• PROBLEM STATEMENT
Look for "[point] every instance of the train side" in the listing below, then copy exactly the line it appears in and all lines after it to the end, and nothing more.

• INFORMATION PROVIDED

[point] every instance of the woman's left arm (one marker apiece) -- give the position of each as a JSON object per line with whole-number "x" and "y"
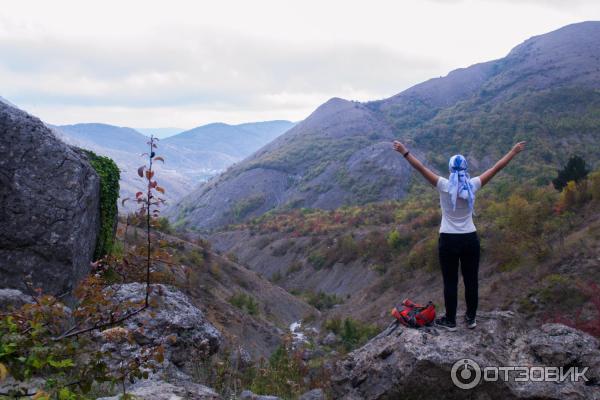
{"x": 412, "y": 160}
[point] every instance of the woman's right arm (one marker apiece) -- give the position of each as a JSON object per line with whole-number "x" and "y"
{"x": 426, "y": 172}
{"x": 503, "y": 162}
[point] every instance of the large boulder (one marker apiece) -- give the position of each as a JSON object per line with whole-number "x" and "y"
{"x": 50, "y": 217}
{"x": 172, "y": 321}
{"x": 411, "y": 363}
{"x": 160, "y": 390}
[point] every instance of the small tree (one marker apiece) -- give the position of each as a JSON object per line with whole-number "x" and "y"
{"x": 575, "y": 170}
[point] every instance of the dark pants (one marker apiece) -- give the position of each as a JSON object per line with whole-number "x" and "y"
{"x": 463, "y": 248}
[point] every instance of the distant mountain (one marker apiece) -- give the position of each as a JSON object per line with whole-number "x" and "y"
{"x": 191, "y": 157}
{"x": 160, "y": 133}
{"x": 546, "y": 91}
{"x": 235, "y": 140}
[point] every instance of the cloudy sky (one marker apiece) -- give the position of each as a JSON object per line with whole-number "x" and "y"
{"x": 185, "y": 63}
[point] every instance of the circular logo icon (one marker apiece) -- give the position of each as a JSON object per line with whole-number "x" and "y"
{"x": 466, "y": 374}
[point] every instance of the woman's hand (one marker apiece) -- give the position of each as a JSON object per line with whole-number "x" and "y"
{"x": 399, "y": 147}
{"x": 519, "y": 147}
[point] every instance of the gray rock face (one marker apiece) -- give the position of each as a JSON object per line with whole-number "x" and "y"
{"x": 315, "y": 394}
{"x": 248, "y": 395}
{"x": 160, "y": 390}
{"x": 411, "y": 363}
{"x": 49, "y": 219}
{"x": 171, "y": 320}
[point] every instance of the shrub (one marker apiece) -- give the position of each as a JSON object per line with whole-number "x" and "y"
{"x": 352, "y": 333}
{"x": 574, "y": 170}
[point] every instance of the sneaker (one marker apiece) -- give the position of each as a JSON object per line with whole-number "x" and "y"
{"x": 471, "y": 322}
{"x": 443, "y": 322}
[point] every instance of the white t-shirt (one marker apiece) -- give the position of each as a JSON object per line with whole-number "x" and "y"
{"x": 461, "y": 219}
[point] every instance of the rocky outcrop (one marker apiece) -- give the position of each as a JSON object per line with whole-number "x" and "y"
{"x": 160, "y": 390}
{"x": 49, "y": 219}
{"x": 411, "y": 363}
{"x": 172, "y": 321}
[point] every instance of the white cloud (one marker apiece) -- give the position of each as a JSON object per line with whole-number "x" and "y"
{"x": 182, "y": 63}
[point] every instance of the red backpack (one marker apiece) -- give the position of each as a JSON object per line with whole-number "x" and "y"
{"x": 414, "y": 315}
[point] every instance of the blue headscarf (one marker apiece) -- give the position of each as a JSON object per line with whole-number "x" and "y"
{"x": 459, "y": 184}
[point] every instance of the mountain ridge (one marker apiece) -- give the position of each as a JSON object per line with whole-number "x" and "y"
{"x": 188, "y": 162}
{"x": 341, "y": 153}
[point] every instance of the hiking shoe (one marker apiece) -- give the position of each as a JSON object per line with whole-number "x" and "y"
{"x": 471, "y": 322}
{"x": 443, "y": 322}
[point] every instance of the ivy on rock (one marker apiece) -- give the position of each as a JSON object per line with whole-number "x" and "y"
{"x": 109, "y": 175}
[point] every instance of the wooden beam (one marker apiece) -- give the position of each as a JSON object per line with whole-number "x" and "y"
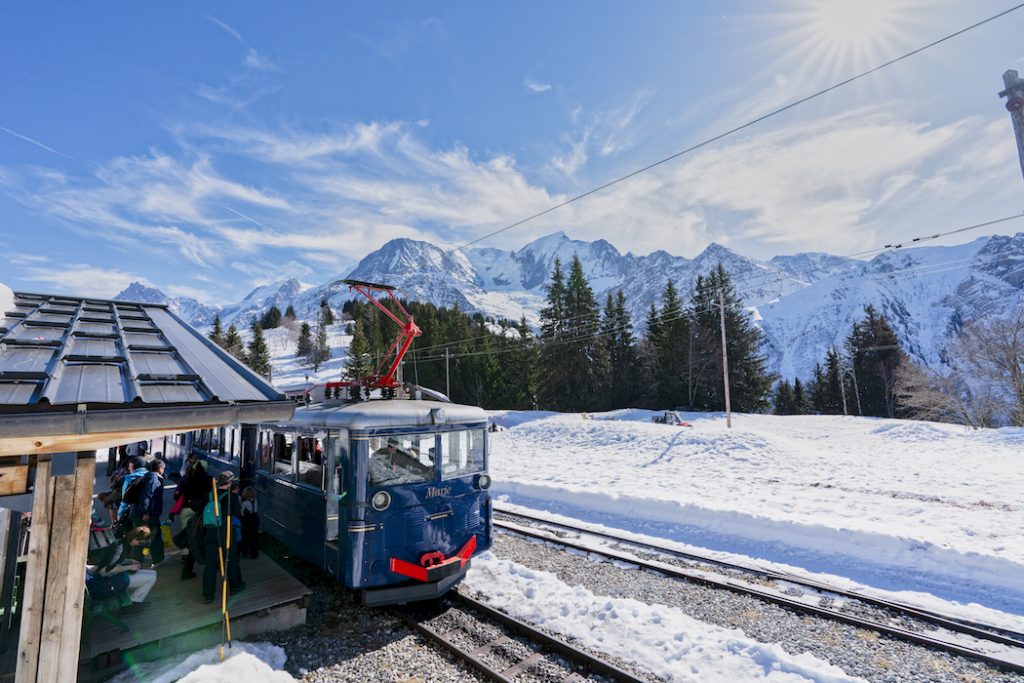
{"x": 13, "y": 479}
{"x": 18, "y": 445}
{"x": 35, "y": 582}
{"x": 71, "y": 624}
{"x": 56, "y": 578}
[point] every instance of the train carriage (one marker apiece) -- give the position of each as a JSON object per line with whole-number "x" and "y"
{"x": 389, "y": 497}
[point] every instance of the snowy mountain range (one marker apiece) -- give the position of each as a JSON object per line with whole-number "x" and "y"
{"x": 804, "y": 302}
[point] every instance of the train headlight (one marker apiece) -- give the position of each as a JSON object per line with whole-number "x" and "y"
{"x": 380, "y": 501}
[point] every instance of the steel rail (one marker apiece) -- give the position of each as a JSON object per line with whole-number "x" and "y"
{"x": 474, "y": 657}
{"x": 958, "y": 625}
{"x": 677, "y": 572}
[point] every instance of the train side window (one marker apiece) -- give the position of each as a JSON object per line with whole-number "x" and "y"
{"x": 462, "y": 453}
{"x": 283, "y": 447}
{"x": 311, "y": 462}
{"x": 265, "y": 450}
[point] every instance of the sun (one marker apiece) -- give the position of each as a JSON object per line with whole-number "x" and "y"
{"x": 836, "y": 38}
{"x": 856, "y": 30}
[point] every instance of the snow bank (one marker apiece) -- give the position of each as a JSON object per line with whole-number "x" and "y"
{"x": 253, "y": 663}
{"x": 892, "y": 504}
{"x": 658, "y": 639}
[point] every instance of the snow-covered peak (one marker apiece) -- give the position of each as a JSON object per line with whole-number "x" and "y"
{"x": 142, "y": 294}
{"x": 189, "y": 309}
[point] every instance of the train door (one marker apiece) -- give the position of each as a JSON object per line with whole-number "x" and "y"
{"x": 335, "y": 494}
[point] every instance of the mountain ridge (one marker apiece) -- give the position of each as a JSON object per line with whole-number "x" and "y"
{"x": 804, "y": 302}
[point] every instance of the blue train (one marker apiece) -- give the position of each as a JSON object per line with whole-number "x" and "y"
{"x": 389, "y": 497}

• CORRECT ANSWER
[point] every instance of the train side window (one marker apiece) -- give the position of each as a JSON object per line with whole-number "x" and "y"
{"x": 462, "y": 453}
{"x": 283, "y": 447}
{"x": 311, "y": 462}
{"x": 265, "y": 450}
[point] every instance of the sun (one marker apiece) -- give the position of each as a JSON object per line with whole-number "x" and "y"
{"x": 836, "y": 38}
{"x": 856, "y": 30}
[point] every instance of the snow bank (one marker apiece) -- give the position of each as a JSON object per line with whole-number "x" and "y"
{"x": 253, "y": 663}
{"x": 892, "y": 504}
{"x": 658, "y": 639}
[point] every instance of the snow-covered peak (one marker apiece) -- give the position of each as a JSON object per line with whole-number "x" and "y"
{"x": 142, "y": 294}
{"x": 189, "y": 309}
[point] every instance of the train door (one marker apiece) -- give the position of each as a JSON object per line with whole-number "x" and "y"
{"x": 335, "y": 494}
[point] every instance of the mountain ridge (one marker apiece) -- give the position of each as a JSON object per line with whole-number "x" and "y"
{"x": 804, "y": 302}
[point] every instance of the blue train (one marker apiece) -- give the position of each as a JSON object per line with whole-number "x" and "y"
{"x": 389, "y": 497}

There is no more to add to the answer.